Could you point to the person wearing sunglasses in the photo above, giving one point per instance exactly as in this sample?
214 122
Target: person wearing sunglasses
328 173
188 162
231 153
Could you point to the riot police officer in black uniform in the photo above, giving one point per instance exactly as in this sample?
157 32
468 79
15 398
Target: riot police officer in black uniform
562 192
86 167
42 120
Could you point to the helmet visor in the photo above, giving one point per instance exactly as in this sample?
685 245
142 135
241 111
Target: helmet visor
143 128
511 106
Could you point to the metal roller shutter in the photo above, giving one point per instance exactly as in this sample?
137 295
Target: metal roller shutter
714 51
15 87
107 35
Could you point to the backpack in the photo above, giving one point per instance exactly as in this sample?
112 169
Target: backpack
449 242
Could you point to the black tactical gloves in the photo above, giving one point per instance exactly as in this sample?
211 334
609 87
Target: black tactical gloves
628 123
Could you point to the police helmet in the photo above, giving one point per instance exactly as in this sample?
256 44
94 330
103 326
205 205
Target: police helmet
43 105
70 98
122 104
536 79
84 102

Work to be completed:
Repeat the material in full, exactly as written.

Result:
Could you point to the person wearing sunglasses in the photo above, giving one point per instance exactly as in this sample?
214 122
Target: person wearing sunglasses
328 173
188 162
231 153
Could you point to the riot police officer in black uniform in the photo above, giving one point per instance exactly as in this sample?
157 32
468 79
15 398
Target: riot police officer in black uniform
562 192
86 167
42 120
Could you point to the helmet visor in the photo above, giving one point per instance exactly as in this sample?
685 245
142 135
241 111
Target: helmet visor
143 128
511 106
Could you point to the metal roller shutter in the photo above, giving one point per instance exactly as in this sample?
137 295
Target: metal roller shutter
714 51
15 87
107 35
Could you point to the backpack in the photo above, giving one point per instance exactly as in this sample?
112 169
Target: backpack
449 242
Could you point to the black tactical gloves in the photo above, giving one point per instance exactly as in this sample?
211 334
609 87
Target: black tactical gloves
628 123
Could you point to the police helmet in the photo above, giving one point per instance exactly as in this sample?
256 44
94 330
103 326
205 205
Target: police helmet
43 105
70 98
122 104
536 79
84 102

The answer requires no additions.